### Dataset extract
━━━━━━━━━━━━━━━━

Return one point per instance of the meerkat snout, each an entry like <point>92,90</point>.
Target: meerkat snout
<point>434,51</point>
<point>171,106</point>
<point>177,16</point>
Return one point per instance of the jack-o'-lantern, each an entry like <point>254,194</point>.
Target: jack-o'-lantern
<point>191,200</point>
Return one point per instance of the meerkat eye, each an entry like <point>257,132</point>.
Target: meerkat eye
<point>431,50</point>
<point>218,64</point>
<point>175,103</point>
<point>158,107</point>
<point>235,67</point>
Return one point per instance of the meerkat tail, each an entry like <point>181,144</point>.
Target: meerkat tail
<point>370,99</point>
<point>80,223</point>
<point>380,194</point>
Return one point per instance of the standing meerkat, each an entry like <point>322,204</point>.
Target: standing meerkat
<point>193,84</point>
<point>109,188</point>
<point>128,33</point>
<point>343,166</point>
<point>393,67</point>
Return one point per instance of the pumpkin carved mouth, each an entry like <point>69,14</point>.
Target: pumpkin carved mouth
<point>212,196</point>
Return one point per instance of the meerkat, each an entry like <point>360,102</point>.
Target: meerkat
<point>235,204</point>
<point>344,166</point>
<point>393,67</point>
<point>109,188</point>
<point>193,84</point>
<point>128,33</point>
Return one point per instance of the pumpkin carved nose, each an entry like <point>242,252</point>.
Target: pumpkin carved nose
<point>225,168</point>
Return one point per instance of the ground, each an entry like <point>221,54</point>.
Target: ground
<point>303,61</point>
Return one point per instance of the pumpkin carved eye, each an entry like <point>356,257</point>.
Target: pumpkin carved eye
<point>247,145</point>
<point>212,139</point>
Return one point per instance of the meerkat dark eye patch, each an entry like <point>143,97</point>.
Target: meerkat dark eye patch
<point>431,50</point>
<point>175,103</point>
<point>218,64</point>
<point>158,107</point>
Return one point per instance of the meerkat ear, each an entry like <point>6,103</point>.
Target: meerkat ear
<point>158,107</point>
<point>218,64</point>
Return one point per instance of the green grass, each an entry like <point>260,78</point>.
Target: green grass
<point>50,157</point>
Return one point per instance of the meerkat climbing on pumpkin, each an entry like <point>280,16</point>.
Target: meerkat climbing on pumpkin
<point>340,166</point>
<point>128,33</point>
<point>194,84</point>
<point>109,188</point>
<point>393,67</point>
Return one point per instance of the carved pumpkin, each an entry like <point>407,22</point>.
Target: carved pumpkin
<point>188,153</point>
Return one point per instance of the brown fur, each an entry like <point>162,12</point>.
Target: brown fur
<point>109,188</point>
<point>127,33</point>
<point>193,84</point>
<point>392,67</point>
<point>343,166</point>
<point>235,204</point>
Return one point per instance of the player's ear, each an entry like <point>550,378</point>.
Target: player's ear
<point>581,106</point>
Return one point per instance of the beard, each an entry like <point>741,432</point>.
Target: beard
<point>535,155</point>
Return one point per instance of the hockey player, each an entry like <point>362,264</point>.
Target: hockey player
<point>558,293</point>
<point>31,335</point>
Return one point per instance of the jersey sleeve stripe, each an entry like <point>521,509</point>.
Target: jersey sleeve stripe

━━━━━━━━━━━━━━━━

### What the task requires
Copy the entire listing above line for line, changing nothing.

### Task response
Return one point per instance of the meerkat snout, each an entry like <point>92,90</point>.
Target: meerkat snout
<point>434,51</point>
<point>171,106</point>
<point>177,16</point>
Return one point per instance of the jack-o'-lantern, each an entry like <point>254,194</point>.
Target: jack-o'-lantern
<point>191,200</point>
Return one point per instance of the meerkat eye, each an entry like <point>257,132</point>.
Target: meerkat eye
<point>431,50</point>
<point>218,64</point>
<point>175,103</point>
<point>158,107</point>
<point>235,67</point>
Return one point per instance of the meerkat tail, each an entry like <point>181,144</point>.
Target: meerkat tail
<point>370,99</point>
<point>80,223</point>
<point>380,194</point>
Return one point per instance of the standing meerkat, each an entry like <point>322,204</point>.
Target: standing meerkat
<point>193,84</point>
<point>109,188</point>
<point>128,33</point>
<point>343,166</point>
<point>393,67</point>
Return one point per instance of the pumpkin carved mouth, each an entry like <point>69,14</point>.
Target: pumpkin carved mouth
<point>212,196</point>
Return one point per instance of the meerkat, each an entry like <point>360,102</point>.
Target: meerkat
<point>235,204</point>
<point>344,166</point>
<point>393,67</point>
<point>109,188</point>
<point>193,84</point>
<point>128,33</point>
Return one point per instance of the pumpkin carved nose, each an entry like <point>242,252</point>.
Target: pumpkin carved nose
<point>225,168</point>
Return one point per instance of the ground, each an entry like <point>221,54</point>.
Target: ground
<point>303,61</point>
Return one point per instance of the pumpkin carved eye, each an entry like <point>356,257</point>.
Target: pumpkin carved eye
<point>247,145</point>
<point>212,139</point>
Return one point per instance of the meerkat dark eye patch, each an entry like <point>143,97</point>.
Target: meerkat dark eye patch
<point>431,50</point>
<point>175,103</point>
<point>218,64</point>
<point>158,107</point>
Return one point per instance of the meerkat ear, each an entry like <point>6,103</point>.
Target: meerkat ear
<point>158,107</point>
<point>218,64</point>
Return one point per instance of the green grass, each an entry like <point>260,78</point>.
Target: green grass
<point>50,157</point>
Return one point per instance of the meerkat climbing on pumpkin, each an entry like <point>280,16</point>.
Target: meerkat climbing on pumpkin
<point>340,166</point>
<point>128,33</point>
<point>194,84</point>
<point>109,188</point>
<point>393,67</point>
Return one point per instance of the carved pumpkin, each an entry like <point>407,22</point>.
Target: carved pumpkin
<point>188,153</point>
Return one point per instance of the brown fur, each an entry like <point>162,12</point>.
Target: brown fur
<point>109,188</point>
<point>127,33</point>
<point>193,84</point>
<point>392,67</point>
<point>343,166</point>
<point>235,204</point>
Return one point per instance of the player's ear, each an entry like <point>550,378</point>.
Target: player's ear
<point>581,106</point>
Return one point per instance of the beard, each an entry like <point>741,432</point>.
Target: beard
<point>535,155</point>
Return one point per instance of the hockey player, each an entry like <point>362,264</point>.
Target: hockey player
<point>558,293</point>
<point>31,335</point>
Return one point per instance of the jersey sleeve stripe, each an entry like <point>521,509</point>.
Target: jersey sleeve stripe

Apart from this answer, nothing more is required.